* EXERCISE MATERIAL
■ ■ ■ ■ ■ ■ ■

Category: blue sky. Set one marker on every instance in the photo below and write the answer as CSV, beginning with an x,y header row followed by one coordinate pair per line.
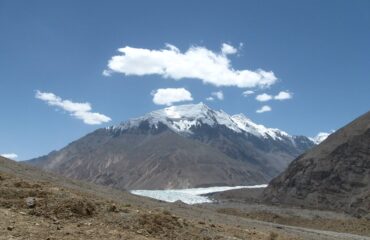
x,y
318,51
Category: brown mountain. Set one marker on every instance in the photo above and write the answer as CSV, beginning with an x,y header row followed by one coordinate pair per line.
x,y
178,147
333,175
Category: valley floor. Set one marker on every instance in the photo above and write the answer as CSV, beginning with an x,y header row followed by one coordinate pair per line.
x,y
37,205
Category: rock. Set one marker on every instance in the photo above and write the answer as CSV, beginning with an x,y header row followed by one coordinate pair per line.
x,y
334,175
31,202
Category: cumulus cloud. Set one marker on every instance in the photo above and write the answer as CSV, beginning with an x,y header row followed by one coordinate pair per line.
x,y
197,62
9,155
247,93
264,97
219,95
228,49
168,96
283,95
263,109
78,110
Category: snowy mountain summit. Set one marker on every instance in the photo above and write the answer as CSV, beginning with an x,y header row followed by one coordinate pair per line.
x,y
185,118
183,146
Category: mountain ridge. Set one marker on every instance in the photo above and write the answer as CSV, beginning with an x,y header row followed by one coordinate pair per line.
x,y
174,147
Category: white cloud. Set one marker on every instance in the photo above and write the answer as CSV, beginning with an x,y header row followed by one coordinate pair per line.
x,y
264,109
168,96
228,49
283,95
264,97
247,93
197,62
78,110
219,95
9,155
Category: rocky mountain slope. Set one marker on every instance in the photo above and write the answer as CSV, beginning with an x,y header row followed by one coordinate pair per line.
x,y
39,205
178,147
333,175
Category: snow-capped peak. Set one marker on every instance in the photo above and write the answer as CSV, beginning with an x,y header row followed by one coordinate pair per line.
x,y
183,118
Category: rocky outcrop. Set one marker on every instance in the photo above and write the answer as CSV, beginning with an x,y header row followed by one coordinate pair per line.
x,y
333,175
178,147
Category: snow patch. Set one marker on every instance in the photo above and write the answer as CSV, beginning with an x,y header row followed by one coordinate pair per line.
x,y
183,118
188,196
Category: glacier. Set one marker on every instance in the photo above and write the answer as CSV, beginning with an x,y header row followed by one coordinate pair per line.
x,y
189,195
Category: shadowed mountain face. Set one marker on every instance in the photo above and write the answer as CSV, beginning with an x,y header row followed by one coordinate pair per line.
x,y
178,147
333,175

■ ■ ■ ■ ■ ■ ■

* TASK INSTRUCTIONS
Down to the last line, print the material exactly, but not its pictures.

* EXERCISE SOLUTION
Category: blue sky. Set one marker on every instance in the photo below and write the answer as CSV, beginning with an x,y header row followed by one coordinate pair per line.
x,y
318,51
Category: brown mountain. Set one marker on every instance in the photo above and write the answer as CSV, beginning with an x,y header row followed by one coordinate pair per line.
x,y
178,147
333,175
Category: valley floor. Set one marker on every instance in the photo above and write the answer as CSV, beginning with an x,y header row followed by one coordinate pair per line.
x,y
37,205
Category: rock. Set one marker on every instance in the photo above and write the answer as CSV, beginning with an x,y header row followed by one coordinate pair per line.
x,y
334,175
31,202
Category: cumulus cloud. Set one marker on every instance in the photo above and write the answer as CSV, beginning with an x,y header row followed by one coordinate pair per line.
x,y
197,62
9,155
247,93
264,97
219,95
228,49
168,96
283,95
263,109
78,110
Category: snowy mountain summit. Set one marker on every instance in the photo above and write the answer as CSV, beginning with an x,y header row followed by one coordinate pair per line.
x,y
185,118
183,146
Category: mountain ridge. Set one marker on every instance in the photo above and write the answer as CSV, beginning with an x,y header row followed by one coordinate pair per line.
x,y
174,147
Category: white cloud. Set one marker on every instance in the photo above and write the answer as CSV, beginning with an x,y header row followed by one coordinate pair per line.
x,y
264,109
168,96
228,49
283,95
264,97
247,93
197,62
78,110
219,95
9,155
Category: rocky mountain slope. Set one marker on every instance in the photo above and write the answer as CSV, beginning with an x,y header row followed by one coordinate pair per line.
x,y
39,205
178,147
333,175
Category: snow-capped peak. Set one marker on every instance in the photo above and write the answer as CSV, beginning with an x,y header row followed by one coordinate pair per line.
x,y
183,118
Category: rocky outcrop. Set one marker on every instance in the photo above and write the answer as CSV, beginning with an x,y header row followed by one coordinate pair per line.
x,y
333,175
178,147
Category: snow patch. Set one marker on every instance in the photo above and write the answer as CSV, beginning with an x,y header row followed by one coordinate pair per line.
x,y
183,118
188,196
Category: glacier. Set one marker on every instance in the photo above and write the answer as CSV, beginning with an x,y header row followed by one coordinate pair per line.
x,y
189,195
Category: shadowed mountain face. Set one marker on every instance in the photo above and write the answer as CSV, beginning with an x,y header row followed by one coordinate pair per line.
x,y
178,147
333,175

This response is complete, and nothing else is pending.